→ Exercise details: Copy every one of the items below line for line, leaving out the pictures.

>> Start Given information

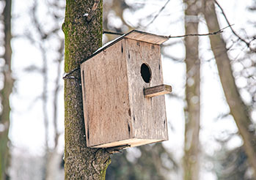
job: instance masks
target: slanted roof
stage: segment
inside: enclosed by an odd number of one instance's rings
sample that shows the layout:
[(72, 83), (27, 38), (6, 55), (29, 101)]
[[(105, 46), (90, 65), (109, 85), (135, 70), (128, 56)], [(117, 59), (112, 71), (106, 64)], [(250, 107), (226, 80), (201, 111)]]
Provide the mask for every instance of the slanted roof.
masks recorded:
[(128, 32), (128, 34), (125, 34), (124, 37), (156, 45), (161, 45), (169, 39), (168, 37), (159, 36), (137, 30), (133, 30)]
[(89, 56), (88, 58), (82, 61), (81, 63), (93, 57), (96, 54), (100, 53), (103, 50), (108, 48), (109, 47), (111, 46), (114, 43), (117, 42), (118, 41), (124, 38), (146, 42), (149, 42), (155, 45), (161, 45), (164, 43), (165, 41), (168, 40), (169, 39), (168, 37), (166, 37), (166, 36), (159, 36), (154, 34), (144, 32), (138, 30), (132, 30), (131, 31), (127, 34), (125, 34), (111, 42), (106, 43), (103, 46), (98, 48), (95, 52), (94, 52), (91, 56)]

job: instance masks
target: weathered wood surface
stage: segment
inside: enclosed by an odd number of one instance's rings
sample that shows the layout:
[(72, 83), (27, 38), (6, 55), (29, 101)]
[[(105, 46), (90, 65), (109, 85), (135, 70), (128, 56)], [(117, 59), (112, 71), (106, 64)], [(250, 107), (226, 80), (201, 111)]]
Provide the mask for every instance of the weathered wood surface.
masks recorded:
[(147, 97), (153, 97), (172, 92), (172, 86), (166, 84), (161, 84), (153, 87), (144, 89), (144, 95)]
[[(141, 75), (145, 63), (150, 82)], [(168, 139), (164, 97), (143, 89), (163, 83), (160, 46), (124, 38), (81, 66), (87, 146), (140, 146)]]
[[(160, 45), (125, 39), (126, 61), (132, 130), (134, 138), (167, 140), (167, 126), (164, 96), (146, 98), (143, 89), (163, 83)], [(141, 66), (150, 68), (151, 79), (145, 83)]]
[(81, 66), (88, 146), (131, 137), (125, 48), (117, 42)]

>> End Given information

→ Exercise answer:
job: instance masks
target: slanted roof
stage: segment
inside: enclosed by an odd number of one instance's rings
sample that shows the layout:
[(72, 83), (27, 38), (6, 55), (29, 101)]
[[(105, 46), (90, 65), (109, 85), (135, 70), (128, 56)], [(117, 59), (112, 71), (106, 64)], [(250, 107), (226, 80), (201, 111)]]
Provide the mask for every instance of the slanted roof.
masks recorded:
[(128, 32), (128, 34), (125, 34), (124, 37), (156, 45), (161, 45), (169, 39), (168, 37), (159, 36), (137, 30), (133, 30)]
[(89, 56), (88, 58), (82, 61), (81, 63), (93, 57), (96, 54), (100, 53), (103, 50), (108, 48), (109, 47), (111, 46), (114, 43), (117, 42), (118, 41), (124, 38), (146, 42), (149, 42), (155, 45), (161, 45), (164, 43), (165, 41), (168, 40), (169, 39), (168, 37), (166, 37), (166, 36), (159, 36), (154, 34), (144, 32), (138, 30), (132, 30), (131, 31), (127, 34), (125, 34), (111, 42), (106, 43), (103, 46), (98, 48), (95, 52), (94, 52), (91, 56)]

job: instance masks
target: weathered wood surface
stage: segment
inside: enclosed by an odd number of one instance's rings
sample that shows the layout:
[(72, 83), (27, 38), (6, 55), (29, 101)]
[[(105, 46), (90, 65), (109, 85), (135, 70), (128, 56)], [(117, 59), (112, 71), (106, 64)], [(250, 107), (226, 80), (201, 111)]]
Provide the mask for every instance of the weathered wood surface.
masks recorded:
[(147, 97), (153, 97), (172, 92), (172, 86), (166, 84), (161, 84), (153, 87), (144, 89), (144, 95)]
[[(141, 75), (145, 63), (150, 82)], [(168, 139), (164, 97), (143, 89), (163, 83), (160, 46), (124, 38), (81, 66), (87, 146), (140, 146)]]
[[(160, 45), (125, 39), (126, 61), (132, 130), (134, 138), (167, 140), (167, 126), (164, 96), (146, 98), (143, 89), (163, 83)], [(141, 66), (150, 68), (151, 79), (145, 83)]]
[(81, 66), (88, 146), (131, 137), (125, 48), (117, 42)]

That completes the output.